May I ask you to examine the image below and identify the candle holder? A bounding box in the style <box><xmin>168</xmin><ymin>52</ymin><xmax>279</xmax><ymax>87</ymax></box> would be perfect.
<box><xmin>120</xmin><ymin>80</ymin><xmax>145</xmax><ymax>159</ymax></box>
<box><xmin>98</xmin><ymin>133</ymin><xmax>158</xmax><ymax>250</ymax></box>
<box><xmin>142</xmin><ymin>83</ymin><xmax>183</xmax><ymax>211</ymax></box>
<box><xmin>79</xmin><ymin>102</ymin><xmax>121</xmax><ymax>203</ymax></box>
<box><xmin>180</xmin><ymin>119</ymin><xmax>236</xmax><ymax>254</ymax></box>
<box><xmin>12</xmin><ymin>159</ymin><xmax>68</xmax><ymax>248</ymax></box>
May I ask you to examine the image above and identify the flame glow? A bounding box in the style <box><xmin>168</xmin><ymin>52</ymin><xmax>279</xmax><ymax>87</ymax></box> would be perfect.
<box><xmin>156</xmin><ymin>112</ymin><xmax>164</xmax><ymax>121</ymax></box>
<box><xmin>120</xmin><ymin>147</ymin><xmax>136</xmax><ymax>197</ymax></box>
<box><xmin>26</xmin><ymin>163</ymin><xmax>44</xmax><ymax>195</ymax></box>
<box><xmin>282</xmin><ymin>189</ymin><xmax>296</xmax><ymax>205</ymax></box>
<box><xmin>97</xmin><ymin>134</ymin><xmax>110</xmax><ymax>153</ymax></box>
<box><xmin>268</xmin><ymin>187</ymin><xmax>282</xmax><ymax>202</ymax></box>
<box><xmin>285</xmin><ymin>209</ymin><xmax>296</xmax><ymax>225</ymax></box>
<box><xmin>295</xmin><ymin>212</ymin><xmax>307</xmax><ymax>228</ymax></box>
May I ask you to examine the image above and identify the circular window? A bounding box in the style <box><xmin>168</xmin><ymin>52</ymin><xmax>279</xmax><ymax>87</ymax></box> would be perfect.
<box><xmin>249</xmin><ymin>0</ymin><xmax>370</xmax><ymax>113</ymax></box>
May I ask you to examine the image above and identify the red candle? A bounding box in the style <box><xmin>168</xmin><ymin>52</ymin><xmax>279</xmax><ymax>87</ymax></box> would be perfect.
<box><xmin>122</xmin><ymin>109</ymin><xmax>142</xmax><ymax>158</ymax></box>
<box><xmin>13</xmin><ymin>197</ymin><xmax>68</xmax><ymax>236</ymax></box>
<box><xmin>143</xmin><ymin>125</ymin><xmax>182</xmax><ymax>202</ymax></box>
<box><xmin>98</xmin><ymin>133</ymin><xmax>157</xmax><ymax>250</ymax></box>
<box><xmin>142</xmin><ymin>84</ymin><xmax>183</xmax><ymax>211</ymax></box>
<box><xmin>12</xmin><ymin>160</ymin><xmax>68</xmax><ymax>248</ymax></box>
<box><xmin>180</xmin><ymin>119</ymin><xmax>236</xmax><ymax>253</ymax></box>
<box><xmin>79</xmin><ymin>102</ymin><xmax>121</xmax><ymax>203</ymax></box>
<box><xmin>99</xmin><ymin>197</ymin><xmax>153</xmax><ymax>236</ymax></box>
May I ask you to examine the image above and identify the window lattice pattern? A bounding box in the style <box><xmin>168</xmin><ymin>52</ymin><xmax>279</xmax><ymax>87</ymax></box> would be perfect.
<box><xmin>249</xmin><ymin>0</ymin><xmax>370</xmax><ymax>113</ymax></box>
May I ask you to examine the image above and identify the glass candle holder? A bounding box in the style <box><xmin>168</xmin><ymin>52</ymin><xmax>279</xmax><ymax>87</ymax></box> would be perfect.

◆ **YOUR OBJECTIVE**: Please copy everything from the line containing "identify the circular" down to the end of the material, multiplying each box coordinate in the answers by 0.45 and rounding to whole numbers, with halves going up. Keep every other line, including its sample box, unchanged.

◆ **SOLVED EXERCISE**:
May I ask you to examine the image above and identify the circular window? A bounding box in the style <box><xmin>168</xmin><ymin>52</ymin><xmax>279</xmax><ymax>87</ymax></box> would be perfect.
<box><xmin>112</xmin><ymin>0</ymin><xmax>167</xmax><ymax>51</ymax></box>
May I ask you to examine the image above and identify the red candle? A bounding box in the style <box><xmin>168</xmin><ymin>52</ymin><xmax>279</xmax><ymax>87</ymax></box> would be perfect.
<box><xmin>55</xmin><ymin>49</ymin><xmax>64</xmax><ymax>71</ymax></box>
<box><xmin>6</xmin><ymin>89</ymin><xmax>31</xmax><ymax>106</ymax></box>
<box><xmin>64</xmin><ymin>56</ymin><xmax>82</xmax><ymax>91</ymax></box>
<box><xmin>44</xmin><ymin>60</ymin><xmax>71</xmax><ymax>113</ymax></box>
<box><xmin>64</xmin><ymin>38</ymin><xmax>82</xmax><ymax>95</ymax></box>
<box><xmin>5</xmin><ymin>72</ymin><xmax>31</xmax><ymax>112</ymax></box>
<box><xmin>81</xmin><ymin>54</ymin><xmax>106</xmax><ymax>114</ymax></box>
<box><xmin>36</xmin><ymin>46</ymin><xmax>54</xmax><ymax>91</ymax></box>
<box><xmin>45</xmin><ymin>89</ymin><xmax>69</xmax><ymax>106</ymax></box>
May I ask you to examine the image above and identify the window lattice pattern? A bounding box in the style <box><xmin>168</xmin><ymin>52</ymin><xmax>279</xmax><ymax>87</ymax></box> would be perfect.
<box><xmin>112</xmin><ymin>0</ymin><xmax>167</xmax><ymax>51</ymax></box>
May I ask you to examine the image above and identify the glass candle holder? A bounding box in the style <box><xmin>168</xmin><ymin>52</ymin><xmax>279</xmax><ymax>87</ymax></box> would be perfect.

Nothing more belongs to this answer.